**** TEXTE À LIRE

JFVD renchérit. « La RSE est une démarche d’amélioration continue. On rejoint les process qualité. Tu peux toujours faire mieux, faire bouger les lignes sur l’aspect social, environnemental ou économique. » Le combat de Citiz est de rendre les gens moins accros à l’automobile. « C’est un outil génial, la bagnole, pour aller dans un endroit autrement inaccessible. Par contre, c’est un mauvais outil pour aller d’ici à la gare, car il n’a aucune efficacité : il est hyper polluant, comparé au tram qui est juste à côté, plus rapide et plus simple d’usage ; ou même au vélo ou au fait d’y aller à pied. La liberté, c’est d’utiliser la voiture quand j’en ai besoin ; là, je sors mon appli et dans trois minutes je suis au volant. Le reste du temps, quand je n’en ai pas besoin, ça ne prend pas de place. » Citiz aujourd’hui c’est 12 opérateurs indépendants, un réseau national qui offre des services à ses membres et développe l’autopartage dans les villes de France, et des structures locales coopératives.

********

→ **ÉNONCÉ RÉDIGÉ**: Selon le texte sur Citiz, pourquoi la voiture est-elle un mauvais outil pour aller « d’ici à la gare » ? Expliquez-le en une à trois phrases. Les données qui suivent n'ont aucun rapport avec le texte.

**** EXTRAIT DE DONNÉES

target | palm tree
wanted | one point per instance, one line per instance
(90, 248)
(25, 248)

********

→ **CORRIGÉ**: La voiture n'a aucune efficacité sur ce trajet, car elle est très polluante. Le tram, juste à côté, est plus rapide et plus simple d'usage, et le vélo ou la marche restent aussi préférables.